§ **Problem details**:
Give the records again in full, exactly as they appear.
BEGIN Extracted records
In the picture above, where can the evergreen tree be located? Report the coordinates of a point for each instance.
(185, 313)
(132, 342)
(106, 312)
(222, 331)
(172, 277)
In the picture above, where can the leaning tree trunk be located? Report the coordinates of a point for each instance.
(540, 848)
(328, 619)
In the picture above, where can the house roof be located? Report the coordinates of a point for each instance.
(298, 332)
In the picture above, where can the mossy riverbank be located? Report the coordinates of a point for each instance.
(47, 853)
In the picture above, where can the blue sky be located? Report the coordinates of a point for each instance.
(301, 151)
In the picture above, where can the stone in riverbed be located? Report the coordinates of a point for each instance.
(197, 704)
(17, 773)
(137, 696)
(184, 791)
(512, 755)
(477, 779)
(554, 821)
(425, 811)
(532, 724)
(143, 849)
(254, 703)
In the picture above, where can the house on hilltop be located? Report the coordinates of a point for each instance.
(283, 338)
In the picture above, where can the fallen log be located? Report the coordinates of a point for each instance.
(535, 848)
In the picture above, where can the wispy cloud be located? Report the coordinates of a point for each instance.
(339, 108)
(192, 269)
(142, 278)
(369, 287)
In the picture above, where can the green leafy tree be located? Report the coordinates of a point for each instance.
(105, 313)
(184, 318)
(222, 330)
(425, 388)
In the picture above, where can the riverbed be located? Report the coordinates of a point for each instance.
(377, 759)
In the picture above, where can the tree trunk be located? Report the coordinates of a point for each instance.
END Extracted records
§ **Result of this task**:
In the picture above, where can the evergreen tree be located? Report the coordinates of a point for each instance.
(185, 313)
(132, 342)
(106, 312)
(222, 331)
(172, 277)
In the picture above, where can the leaning tree trunk be located? Report the coordinates of a point for each instance.
(540, 848)
(328, 619)
In the picture above, where can the house roof be located? Report the coordinates of a point for each instance.
(298, 332)
In the picture above, where can the mossy riverbank be located? Report the coordinates of a point for each instance.
(47, 853)
In the picture above, where can the blue sky be located? Report the coordinates of a point for each instance.
(301, 151)
In the picture above, where can the stone in riverbed be located? Report the coordinates of a point for each instance.
(197, 704)
(17, 773)
(137, 696)
(184, 791)
(512, 755)
(477, 779)
(554, 821)
(425, 811)
(532, 724)
(143, 849)
(254, 703)
In the picture above, where can the house on hilltop be located? Report the coordinates of a point for each instance.
(283, 338)
In the picture above, where can the fallen log be located? Report the coordinates of a point for each instance.
(535, 848)
In the picture above, where can the wispy cloud be located? Report the coordinates of a point for each instance.
(339, 108)
(192, 269)
(142, 278)
(369, 287)
In the picture above, where can the green leafy tree be located? Report the coordinates of a point for each instance.
(105, 313)
(184, 318)
(222, 330)
(425, 388)
In the picture above, where can the riverbed be located? Report the coordinates of a point for each instance.
(377, 759)
In the picture above, where can the tree trunk be located? Report the coordinates of a point for each instance.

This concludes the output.